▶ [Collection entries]
┄┄┄┄┄┄┄┄┄┄

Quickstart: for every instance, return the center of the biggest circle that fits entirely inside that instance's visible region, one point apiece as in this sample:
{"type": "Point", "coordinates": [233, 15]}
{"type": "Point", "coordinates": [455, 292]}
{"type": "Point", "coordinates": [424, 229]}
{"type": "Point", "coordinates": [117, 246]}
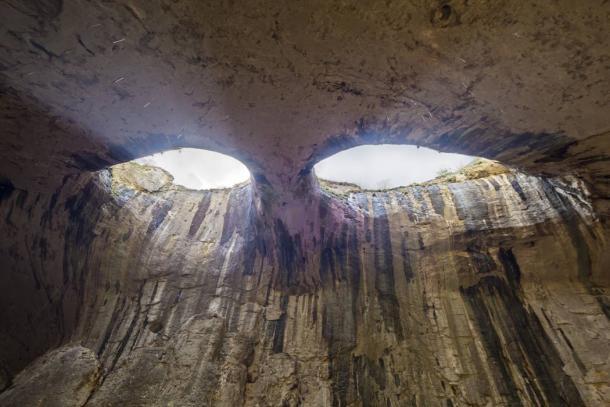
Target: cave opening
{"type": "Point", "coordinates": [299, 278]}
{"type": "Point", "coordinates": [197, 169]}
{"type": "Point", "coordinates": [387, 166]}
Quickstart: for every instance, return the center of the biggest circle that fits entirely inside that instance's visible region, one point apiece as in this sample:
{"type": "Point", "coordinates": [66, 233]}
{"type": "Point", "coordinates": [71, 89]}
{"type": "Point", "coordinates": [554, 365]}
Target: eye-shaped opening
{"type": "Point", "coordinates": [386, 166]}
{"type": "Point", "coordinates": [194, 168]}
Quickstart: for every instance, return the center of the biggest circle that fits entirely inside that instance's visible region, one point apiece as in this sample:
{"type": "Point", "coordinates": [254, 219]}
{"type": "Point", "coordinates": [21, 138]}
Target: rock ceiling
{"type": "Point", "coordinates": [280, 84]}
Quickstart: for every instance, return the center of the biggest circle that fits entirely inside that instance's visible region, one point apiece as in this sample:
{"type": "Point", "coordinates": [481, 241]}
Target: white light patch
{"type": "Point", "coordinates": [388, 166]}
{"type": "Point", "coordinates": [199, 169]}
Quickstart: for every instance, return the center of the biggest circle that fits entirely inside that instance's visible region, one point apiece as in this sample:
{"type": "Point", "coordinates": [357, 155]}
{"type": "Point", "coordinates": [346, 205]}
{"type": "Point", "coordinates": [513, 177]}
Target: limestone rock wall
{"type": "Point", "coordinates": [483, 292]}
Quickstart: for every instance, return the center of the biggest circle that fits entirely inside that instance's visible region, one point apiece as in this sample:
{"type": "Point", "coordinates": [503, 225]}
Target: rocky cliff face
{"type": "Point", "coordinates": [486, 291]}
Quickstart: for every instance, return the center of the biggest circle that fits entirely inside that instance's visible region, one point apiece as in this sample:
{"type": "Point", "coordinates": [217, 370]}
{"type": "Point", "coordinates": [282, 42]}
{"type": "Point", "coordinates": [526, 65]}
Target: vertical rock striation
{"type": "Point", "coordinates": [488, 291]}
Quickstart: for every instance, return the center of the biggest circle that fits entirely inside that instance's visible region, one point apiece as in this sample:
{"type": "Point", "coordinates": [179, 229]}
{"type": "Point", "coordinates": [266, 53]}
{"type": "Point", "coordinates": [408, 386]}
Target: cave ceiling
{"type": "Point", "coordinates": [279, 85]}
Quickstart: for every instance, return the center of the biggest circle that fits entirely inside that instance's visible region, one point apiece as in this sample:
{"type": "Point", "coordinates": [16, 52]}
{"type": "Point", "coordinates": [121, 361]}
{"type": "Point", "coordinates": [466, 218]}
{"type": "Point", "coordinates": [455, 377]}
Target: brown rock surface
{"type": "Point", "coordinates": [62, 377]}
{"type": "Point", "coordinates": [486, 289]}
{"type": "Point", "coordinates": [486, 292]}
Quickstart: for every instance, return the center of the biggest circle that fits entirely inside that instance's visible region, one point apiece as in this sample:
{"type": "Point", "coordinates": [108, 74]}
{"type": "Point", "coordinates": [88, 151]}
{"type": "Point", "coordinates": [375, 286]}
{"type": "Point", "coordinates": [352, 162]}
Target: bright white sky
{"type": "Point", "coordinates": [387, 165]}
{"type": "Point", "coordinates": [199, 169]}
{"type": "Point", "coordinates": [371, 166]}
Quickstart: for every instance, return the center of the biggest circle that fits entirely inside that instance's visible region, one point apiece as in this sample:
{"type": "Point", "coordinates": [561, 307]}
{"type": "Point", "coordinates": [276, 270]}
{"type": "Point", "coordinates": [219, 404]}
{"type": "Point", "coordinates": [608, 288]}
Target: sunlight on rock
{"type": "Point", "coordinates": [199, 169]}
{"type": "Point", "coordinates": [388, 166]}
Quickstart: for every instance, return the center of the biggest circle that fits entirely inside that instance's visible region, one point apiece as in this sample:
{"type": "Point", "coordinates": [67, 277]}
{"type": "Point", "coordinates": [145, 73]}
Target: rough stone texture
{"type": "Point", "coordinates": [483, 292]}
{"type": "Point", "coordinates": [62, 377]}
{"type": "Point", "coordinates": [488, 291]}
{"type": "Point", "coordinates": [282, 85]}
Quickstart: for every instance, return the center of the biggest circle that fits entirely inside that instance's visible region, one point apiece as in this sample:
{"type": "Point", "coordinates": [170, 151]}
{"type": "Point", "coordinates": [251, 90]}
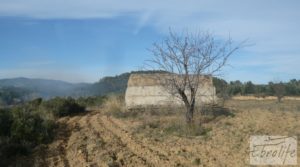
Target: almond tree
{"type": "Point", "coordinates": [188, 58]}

┄┄┄┄┄┄┄┄┄┄

▶ [Exercise description] Rewrite the listing from its start through the line containing "Target: cave opening", putting "largest" in place of "biggest" and keeping everything else the same. Leave the pictures out.

▶ [In response]
Quickstart: for every instance, return the center of the largest circle that fits entirely inside that instance's visible region, one point apiece as in this sample:
{"type": "Point", "coordinates": [233, 15]}
{"type": "Point", "coordinates": [455, 292]}
{"type": "Point", "coordinates": [424, 229]}
{"type": "Point", "coordinates": [117, 246]}
Target: cave opening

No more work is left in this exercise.